DATASET ENTRIES -
------------------------------------------------------------------------
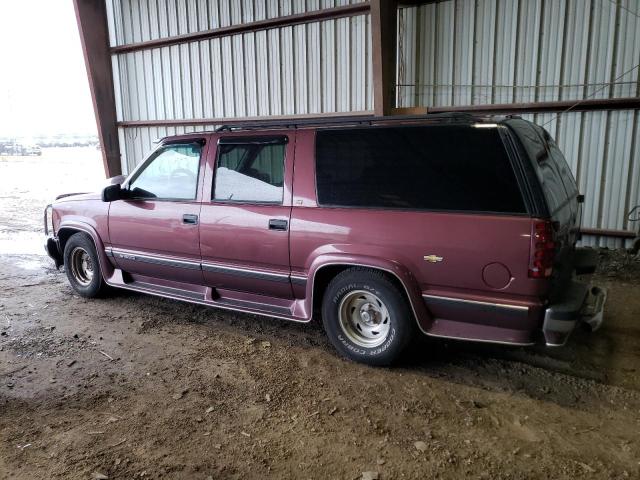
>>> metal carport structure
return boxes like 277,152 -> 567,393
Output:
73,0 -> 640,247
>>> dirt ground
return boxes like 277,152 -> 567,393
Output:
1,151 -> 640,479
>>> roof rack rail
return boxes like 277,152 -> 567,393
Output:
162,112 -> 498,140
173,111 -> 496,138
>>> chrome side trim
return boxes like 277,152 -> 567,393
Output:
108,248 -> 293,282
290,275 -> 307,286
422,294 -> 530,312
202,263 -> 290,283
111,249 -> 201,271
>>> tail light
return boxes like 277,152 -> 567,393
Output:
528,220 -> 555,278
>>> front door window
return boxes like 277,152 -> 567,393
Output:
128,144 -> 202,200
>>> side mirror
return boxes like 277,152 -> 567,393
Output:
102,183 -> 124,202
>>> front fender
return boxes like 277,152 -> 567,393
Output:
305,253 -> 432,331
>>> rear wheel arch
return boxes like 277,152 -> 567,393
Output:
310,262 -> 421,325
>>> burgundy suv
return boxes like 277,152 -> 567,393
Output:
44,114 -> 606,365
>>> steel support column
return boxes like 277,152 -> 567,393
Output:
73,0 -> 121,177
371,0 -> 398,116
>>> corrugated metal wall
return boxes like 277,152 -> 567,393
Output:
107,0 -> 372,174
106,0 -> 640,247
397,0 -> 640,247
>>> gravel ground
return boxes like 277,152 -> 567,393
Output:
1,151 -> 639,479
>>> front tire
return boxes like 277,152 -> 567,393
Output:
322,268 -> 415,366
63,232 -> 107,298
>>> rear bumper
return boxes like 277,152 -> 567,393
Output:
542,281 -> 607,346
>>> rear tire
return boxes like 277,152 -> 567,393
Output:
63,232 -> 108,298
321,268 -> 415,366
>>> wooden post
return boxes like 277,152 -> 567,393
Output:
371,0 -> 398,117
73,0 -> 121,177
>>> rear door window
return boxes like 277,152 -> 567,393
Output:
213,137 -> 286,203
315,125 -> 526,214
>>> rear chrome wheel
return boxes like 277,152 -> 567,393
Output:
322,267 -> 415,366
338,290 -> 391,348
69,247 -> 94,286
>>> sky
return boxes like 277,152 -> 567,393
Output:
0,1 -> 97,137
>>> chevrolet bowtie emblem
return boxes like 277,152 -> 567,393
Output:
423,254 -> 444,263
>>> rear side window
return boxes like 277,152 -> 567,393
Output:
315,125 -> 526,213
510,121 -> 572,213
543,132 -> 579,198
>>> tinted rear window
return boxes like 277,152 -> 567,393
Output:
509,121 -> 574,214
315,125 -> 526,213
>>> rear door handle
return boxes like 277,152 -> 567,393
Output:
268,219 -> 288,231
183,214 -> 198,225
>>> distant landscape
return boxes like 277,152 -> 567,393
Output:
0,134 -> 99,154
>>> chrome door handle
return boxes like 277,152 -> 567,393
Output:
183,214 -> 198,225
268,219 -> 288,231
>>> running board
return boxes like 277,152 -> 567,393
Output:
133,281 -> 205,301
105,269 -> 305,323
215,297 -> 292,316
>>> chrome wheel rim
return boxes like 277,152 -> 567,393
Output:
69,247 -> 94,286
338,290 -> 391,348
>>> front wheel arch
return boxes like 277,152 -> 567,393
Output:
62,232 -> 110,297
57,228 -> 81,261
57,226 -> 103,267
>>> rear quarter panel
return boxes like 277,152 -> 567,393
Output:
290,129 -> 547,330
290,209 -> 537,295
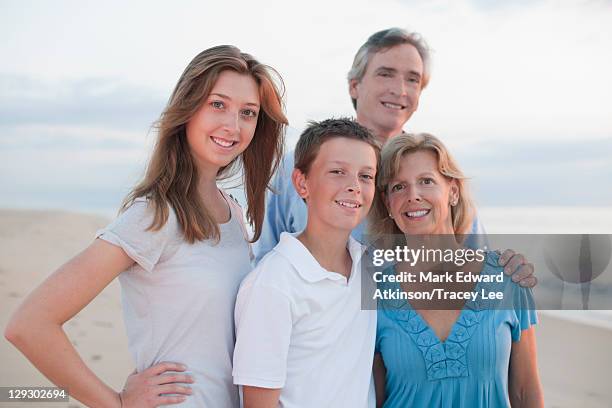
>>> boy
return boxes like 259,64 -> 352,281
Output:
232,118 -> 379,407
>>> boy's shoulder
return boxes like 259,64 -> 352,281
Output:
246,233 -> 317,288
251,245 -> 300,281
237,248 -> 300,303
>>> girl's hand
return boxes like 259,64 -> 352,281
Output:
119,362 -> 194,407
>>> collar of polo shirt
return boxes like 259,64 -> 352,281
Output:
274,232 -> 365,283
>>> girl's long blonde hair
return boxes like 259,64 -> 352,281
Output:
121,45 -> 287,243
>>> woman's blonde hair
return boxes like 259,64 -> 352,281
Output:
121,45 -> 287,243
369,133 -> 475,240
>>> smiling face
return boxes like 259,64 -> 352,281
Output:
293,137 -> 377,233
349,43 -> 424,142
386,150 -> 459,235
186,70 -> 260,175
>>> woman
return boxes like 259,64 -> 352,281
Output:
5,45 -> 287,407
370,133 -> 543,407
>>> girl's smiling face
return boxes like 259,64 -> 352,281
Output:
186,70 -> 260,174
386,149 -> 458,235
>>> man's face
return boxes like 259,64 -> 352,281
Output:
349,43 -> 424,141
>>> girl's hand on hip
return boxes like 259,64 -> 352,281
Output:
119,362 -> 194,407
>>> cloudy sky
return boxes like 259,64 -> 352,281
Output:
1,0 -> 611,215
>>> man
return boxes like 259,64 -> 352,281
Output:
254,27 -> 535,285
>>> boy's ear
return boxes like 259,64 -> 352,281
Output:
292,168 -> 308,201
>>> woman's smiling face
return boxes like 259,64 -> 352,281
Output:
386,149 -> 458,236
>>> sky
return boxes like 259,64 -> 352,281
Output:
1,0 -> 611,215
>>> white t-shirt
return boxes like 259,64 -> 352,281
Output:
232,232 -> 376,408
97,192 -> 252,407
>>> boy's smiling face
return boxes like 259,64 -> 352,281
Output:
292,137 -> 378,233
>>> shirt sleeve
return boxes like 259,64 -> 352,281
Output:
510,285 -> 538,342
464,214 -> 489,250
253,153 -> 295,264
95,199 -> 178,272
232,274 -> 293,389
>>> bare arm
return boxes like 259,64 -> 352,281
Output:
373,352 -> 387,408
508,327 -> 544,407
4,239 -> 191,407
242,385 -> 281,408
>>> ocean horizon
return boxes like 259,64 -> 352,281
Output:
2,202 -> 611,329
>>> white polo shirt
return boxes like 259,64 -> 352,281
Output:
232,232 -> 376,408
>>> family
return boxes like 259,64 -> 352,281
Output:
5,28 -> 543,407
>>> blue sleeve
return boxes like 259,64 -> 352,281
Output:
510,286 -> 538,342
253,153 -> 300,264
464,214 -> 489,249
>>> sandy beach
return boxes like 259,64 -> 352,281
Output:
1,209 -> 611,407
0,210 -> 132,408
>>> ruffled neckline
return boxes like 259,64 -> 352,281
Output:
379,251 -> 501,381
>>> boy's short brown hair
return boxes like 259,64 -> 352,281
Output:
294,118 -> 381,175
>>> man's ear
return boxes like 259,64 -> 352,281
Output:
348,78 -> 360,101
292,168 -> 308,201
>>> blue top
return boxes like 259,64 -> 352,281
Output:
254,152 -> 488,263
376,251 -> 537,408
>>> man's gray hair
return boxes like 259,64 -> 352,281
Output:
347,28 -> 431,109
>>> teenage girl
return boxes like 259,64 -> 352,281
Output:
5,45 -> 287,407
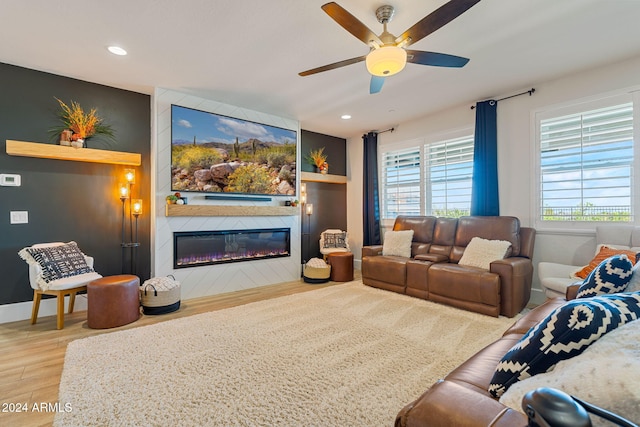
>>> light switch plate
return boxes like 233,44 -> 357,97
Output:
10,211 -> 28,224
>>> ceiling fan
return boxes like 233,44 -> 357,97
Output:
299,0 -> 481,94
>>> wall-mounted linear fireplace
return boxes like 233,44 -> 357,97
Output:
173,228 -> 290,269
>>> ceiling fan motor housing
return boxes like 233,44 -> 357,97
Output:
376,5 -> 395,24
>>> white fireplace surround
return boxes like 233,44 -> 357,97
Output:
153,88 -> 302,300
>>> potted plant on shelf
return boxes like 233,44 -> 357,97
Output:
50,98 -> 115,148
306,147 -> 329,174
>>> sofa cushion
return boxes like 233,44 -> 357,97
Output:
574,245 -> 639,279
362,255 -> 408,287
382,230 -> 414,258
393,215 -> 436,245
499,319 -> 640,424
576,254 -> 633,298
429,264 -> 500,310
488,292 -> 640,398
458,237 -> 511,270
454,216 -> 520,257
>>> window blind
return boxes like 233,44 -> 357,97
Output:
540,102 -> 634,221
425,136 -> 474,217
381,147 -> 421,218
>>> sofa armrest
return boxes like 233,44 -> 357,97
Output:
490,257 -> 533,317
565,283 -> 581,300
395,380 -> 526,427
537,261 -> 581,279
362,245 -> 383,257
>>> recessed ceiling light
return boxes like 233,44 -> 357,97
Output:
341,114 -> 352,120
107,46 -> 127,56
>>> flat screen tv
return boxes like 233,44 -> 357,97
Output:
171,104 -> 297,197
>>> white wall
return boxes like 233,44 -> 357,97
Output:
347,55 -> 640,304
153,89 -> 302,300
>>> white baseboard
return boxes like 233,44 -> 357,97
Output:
------------------------------------------------------------------------
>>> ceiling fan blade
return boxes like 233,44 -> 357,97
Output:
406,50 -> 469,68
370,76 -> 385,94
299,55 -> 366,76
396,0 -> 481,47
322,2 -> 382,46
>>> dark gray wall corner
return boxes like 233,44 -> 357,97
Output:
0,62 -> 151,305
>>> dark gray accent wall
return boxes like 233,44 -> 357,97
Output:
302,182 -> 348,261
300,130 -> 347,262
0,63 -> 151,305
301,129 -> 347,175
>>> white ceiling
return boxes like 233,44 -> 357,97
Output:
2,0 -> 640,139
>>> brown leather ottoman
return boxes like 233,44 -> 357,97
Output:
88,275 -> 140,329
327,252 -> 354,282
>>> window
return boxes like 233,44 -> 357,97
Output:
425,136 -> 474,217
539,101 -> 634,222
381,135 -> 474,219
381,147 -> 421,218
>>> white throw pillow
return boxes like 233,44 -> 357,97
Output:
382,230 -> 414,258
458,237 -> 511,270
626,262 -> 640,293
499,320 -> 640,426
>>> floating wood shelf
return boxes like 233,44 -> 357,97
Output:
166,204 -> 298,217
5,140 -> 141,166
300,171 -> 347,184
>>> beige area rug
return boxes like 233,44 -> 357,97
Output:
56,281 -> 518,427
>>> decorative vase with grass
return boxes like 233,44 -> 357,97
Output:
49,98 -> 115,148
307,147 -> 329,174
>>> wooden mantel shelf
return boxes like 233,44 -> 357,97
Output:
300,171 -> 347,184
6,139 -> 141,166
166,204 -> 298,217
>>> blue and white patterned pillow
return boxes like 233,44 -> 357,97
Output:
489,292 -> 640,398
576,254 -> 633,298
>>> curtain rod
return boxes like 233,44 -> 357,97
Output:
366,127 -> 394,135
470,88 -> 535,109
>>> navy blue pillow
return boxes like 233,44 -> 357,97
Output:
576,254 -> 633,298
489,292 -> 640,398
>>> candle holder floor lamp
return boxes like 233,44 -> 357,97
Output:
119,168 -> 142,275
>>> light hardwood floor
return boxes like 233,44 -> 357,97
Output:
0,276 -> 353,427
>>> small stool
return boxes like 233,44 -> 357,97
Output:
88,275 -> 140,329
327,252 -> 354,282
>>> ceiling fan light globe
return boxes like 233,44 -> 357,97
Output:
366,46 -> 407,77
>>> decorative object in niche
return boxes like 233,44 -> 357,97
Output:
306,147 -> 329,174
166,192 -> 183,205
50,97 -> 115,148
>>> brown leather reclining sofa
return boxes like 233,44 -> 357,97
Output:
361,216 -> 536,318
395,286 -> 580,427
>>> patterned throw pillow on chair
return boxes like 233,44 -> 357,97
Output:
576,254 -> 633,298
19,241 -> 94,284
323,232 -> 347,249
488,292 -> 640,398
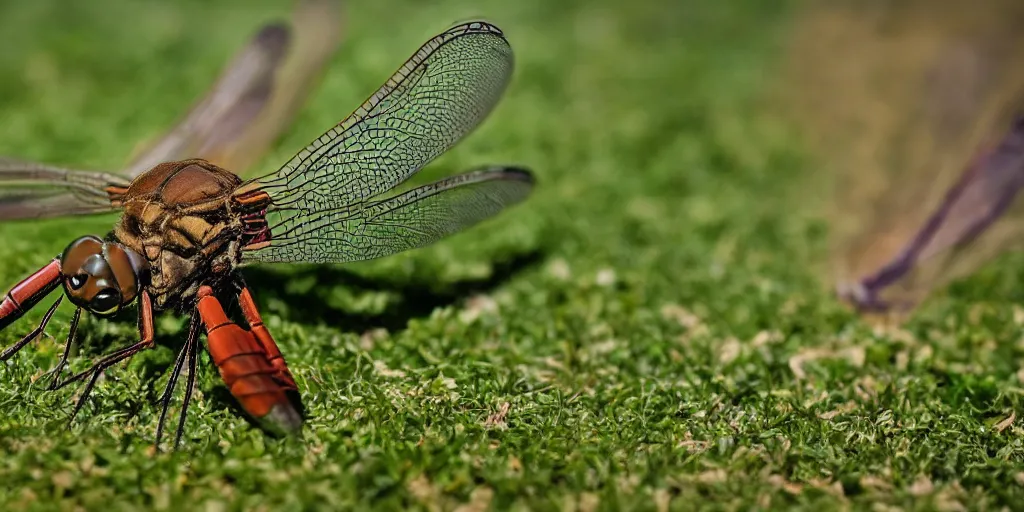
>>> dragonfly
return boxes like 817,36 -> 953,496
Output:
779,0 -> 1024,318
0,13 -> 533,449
------------------------------------------------------------------------
Above are the records; print exactly the lines from the line with "metal carport structure" to the line with "rear door window", including both, and nothing else.

>>> metal carport structure
return boxes like 277,152 -> 567,393
Output:
73,0 -> 640,247
>>> dirt ground
return boxes like 277,152 -> 567,393
Output:
1,151 -> 640,479
>>> roof rack rail
return boxes like 277,152 -> 567,393
Output:
162,112 -> 498,140
173,111 -> 496,138
>>> chrome side trim
return boxes like 277,152 -> 567,393
Output:
108,248 -> 293,282
290,275 -> 307,286
422,294 -> 530,312
202,263 -> 290,283
111,249 -> 201,271
>>> tail light
return boxes like 277,152 -> 567,393
Output:
528,220 -> 555,278
>>> front door window
return boxes like 277,152 -> 567,393
Output:
128,144 -> 202,200
>>> side mirror
return boxes like 277,152 -> 567,393
Output:
102,183 -> 124,202
>>> front fender
return boxes like 277,152 -> 567,393
Output:
305,253 -> 432,331
>>> rear wheel arch
return boxes like 277,152 -> 567,393
Output:
310,262 -> 421,325
>>> burgundy suv
return boxes like 277,152 -> 567,393
Output:
44,114 -> 606,365
>>> steel support column
return boxes like 277,152 -> 567,393
Output:
73,0 -> 121,177
371,0 -> 398,116
>>> corrugated metal wall
return boxes like 277,152 -> 567,393
Output:
107,0 -> 372,174
106,0 -> 640,247
397,0 -> 640,247
>>> gravel ground
return boxes like 277,152 -> 567,393
Output:
1,151 -> 639,479
>>> front tire
return boxes like 277,152 -> 567,393
Output:
322,268 -> 415,366
63,232 -> 107,298
>>> rear bumper
return boxes like 277,152 -> 567,393
Output:
542,281 -> 607,346
>>> rear tire
return boxes like 277,152 -> 567,393
Output:
63,232 -> 108,298
321,268 -> 415,366
>>> wooden post
return boxes like 277,152 -> 567,393
Output:
371,0 -> 398,117
73,0 -> 121,177
>>> rear door window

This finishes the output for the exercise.